## Task prompt
In the listing below, edit everything from the line containing "In the picture above, where can the out-of-focus" down to the end so that "dry ground" becomes "bare ground", leaving all else unchanged. Give back only those lines, without the pictures.

## Extracted data
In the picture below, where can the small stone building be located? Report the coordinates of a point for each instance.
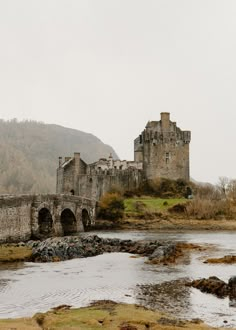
(160, 151)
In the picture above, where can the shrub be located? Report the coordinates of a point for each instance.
(111, 206)
(208, 209)
(166, 188)
(177, 208)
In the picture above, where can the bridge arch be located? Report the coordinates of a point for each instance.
(45, 223)
(86, 220)
(68, 222)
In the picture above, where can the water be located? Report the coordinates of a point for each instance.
(27, 288)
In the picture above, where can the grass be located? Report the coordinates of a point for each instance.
(105, 315)
(152, 204)
(10, 253)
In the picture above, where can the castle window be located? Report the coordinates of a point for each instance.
(167, 157)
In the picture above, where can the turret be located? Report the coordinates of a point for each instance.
(165, 121)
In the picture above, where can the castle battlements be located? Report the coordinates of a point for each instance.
(160, 151)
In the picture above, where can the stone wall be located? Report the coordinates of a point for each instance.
(94, 186)
(165, 150)
(19, 215)
(15, 218)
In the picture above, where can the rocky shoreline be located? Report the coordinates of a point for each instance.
(69, 247)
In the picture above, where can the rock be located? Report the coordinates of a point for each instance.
(64, 248)
(212, 285)
(163, 253)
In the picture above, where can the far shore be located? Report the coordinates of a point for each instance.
(167, 224)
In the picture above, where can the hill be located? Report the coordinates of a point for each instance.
(29, 154)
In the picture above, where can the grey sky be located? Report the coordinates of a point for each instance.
(109, 66)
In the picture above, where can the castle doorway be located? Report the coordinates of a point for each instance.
(86, 219)
(68, 222)
(45, 223)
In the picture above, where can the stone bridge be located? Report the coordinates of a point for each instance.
(23, 217)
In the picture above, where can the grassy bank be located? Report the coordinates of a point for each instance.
(105, 315)
(136, 206)
(173, 214)
(13, 252)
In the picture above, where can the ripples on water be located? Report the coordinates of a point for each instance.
(29, 288)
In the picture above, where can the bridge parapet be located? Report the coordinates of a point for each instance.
(38, 216)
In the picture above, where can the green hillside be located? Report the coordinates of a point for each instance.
(29, 154)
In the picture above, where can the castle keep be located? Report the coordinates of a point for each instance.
(160, 151)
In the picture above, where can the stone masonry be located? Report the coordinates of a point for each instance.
(160, 151)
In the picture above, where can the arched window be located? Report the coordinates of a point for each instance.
(45, 223)
(68, 222)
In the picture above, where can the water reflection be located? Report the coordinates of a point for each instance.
(172, 297)
(29, 288)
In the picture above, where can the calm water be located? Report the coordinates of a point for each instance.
(29, 288)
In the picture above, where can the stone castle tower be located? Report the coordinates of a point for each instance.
(160, 151)
(163, 149)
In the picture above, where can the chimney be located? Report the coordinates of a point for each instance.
(60, 161)
(165, 121)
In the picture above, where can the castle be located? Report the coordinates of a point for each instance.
(160, 151)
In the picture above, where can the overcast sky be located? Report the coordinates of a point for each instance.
(108, 66)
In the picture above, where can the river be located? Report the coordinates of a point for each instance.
(27, 288)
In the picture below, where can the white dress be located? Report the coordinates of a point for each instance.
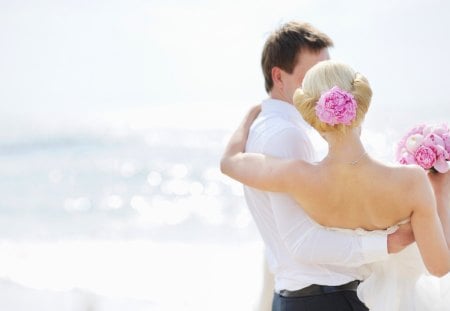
(402, 283)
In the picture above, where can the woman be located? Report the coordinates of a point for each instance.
(349, 189)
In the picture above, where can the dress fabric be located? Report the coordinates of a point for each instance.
(402, 283)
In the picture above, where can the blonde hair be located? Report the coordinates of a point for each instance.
(322, 77)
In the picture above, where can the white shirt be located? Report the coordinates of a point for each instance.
(300, 252)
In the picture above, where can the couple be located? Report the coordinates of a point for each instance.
(316, 265)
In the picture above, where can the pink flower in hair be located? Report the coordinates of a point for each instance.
(336, 106)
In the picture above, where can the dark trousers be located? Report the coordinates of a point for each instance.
(337, 301)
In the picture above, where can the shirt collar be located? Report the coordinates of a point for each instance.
(284, 109)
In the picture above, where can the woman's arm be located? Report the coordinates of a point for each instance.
(257, 170)
(427, 227)
(441, 187)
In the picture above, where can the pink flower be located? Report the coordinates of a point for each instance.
(427, 146)
(446, 138)
(425, 157)
(336, 106)
(433, 139)
(407, 158)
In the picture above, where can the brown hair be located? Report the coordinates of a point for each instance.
(283, 47)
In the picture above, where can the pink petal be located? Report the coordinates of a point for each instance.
(441, 166)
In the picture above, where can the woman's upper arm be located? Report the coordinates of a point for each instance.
(268, 173)
(427, 228)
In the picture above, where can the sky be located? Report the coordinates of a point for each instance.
(196, 63)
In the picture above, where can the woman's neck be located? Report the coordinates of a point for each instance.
(345, 148)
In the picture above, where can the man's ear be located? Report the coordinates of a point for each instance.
(277, 77)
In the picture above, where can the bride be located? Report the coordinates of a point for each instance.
(349, 190)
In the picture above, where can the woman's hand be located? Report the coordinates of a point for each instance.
(441, 185)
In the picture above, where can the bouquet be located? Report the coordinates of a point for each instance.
(427, 146)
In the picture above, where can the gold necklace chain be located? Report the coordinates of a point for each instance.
(357, 160)
(354, 162)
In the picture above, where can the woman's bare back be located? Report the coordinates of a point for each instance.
(370, 195)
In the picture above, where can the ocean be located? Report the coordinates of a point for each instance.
(136, 220)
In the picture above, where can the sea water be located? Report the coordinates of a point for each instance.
(124, 220)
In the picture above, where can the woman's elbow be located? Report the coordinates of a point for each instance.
(225, 166)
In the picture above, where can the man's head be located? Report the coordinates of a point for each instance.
(288, 53)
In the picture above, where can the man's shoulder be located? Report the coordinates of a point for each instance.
(270, 125)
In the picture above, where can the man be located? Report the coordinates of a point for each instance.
(314, 268)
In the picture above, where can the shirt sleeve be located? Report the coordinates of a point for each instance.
(304, 238)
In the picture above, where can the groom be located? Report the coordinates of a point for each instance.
(314, 268)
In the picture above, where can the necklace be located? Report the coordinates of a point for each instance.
(357, 160)
(354, 162)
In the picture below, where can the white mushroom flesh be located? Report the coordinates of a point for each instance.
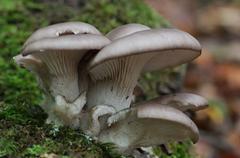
(114, 81)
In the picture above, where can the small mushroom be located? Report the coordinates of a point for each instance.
(181, 101)
(116, 68)
(60, 48)
(147, 125)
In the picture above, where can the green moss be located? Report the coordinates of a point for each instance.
(22, 128)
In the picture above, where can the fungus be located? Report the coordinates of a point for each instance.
(116, 68)
(181, 101)
(60, 52)
(125, 30)
(147, 125)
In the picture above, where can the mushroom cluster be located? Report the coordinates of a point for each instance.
(88, 80)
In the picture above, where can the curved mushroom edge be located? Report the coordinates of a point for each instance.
(125, 30)
(62, 29)
(180, 101)
(148, 125)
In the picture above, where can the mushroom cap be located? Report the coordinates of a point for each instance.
(148, 125)
(182, 101)
(59, 29)
(170, 47)
(29, 62)
(125, 30)
(67, 42)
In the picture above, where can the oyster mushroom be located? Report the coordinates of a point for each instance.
(116, 68)
(61, 29)
(125, 30)
(147, 125)
(60, 48)
(181, 101)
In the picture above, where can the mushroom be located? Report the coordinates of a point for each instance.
(60, 48)
(116, 68)
(35, 66)
(60, 29)
(147, 125)
(181, 101)
(125, 30)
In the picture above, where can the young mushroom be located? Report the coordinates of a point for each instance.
(147, 125)
(60, 48)
(116, 68)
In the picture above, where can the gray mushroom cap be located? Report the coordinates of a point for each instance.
(67, 42)
(125, 30)
(59, 29)
(170, 47)
(148, 125)
(180, 101)
(61, 55)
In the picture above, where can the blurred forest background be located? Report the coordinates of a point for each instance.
(215, 75)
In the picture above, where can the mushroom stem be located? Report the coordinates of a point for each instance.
(117, 89)
(64, 77)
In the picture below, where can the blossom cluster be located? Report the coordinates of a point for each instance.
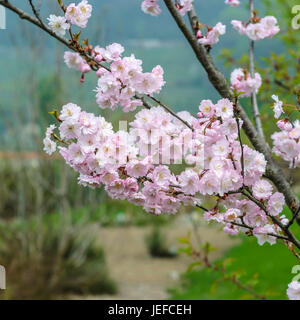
(232, 3)
(134, 165)
(152, 6)
(286, 143)
(75, 61)
(212, 35)
(266, 28)
(74, 14)
(122, 81)
(125, 79)
(242, 82)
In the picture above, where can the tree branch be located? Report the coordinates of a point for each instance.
(218, 80)
(255, 109)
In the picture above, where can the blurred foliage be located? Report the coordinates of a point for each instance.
(157, 244)
(265, 269)
(52, 256)
(32, 184)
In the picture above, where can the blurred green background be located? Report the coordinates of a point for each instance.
(58, 239)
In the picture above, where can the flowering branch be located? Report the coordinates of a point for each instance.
(274, 172)
(255, 109)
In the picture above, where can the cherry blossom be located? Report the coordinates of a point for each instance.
(58, 24)
(293, 290)
(265, 28)
(151, 7)
(242, 82)
(232, 3)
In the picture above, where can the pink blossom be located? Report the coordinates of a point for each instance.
(262, 235)
(151, 7)
(184, 6)
(277, 106)
(275, 204)
(293, 290)
(224, 109)
(232, 3)
(58, 24)
(189, 182)
(242, 82)
(265, 28)
(80, 14)
(262, 189)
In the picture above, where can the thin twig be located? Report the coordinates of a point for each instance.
(255, 109)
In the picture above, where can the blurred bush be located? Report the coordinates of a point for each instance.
(31, 184)
(52, 256)
(157, 245)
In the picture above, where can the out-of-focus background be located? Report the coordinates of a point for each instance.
(60, 240)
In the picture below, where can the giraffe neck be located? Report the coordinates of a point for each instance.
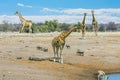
(93, 16)
(66, 33)
(20, 17)
(83, 22)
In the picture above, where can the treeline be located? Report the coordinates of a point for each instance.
(54, 25)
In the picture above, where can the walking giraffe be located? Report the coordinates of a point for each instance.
(94, 23)
(25, 23)
(102, 73)
(59, 42)
(83, 26)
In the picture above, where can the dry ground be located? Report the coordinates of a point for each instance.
(102, 52)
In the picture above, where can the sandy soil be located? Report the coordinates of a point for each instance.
(102, 52)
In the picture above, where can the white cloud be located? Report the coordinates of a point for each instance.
(69, 16)
(28, 6)
(22, 5)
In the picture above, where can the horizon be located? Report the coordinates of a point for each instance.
(64, 11)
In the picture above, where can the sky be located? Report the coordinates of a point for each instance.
(69, 11)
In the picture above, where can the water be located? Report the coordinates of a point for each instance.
(112, 77)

## Result of the task
In the picture above, where can the out-of-focus background be located? Report the coordinates of a point for each instance.
(60, 240)
In the picture below, where can the giraffe neck be located? Report the coordinates of a point for each instance.
(93, 16)
(66, 33)
(20, 17)
(83, 22)
In the picture above, where can the treeline be located? Report the coordinates of a point for each instance.
(54, 25)
In the picture above, where can the walking giraffe be located? Report the coordinates of a point for each instance.
(94, 23)
(25, 23)
(102, 73)
(59, 42)
(83, 26)
In the picture above, where can the bare ground be located? Report the coordinates of a point for each instance.
(102, 52)
In the picture above, where can the sandy soil be located? Report the coordinates of a point for each instance.
(102, 52)
In the picture above, where can the white cloud be located? Report the coordinates of a point for each instance.
(69, 16)
(28, 6)
(22, 5)
In the picture above, where can the horizon be located? Report the coordinates of a point for each instance.
(64, 11)
In the picture above, where can the sky be located? Report the coordinates of a point for each instance.
(69, 11)
In the picture above, where can the water be located? Report the coordinates of a point for each instance.
(112, 77)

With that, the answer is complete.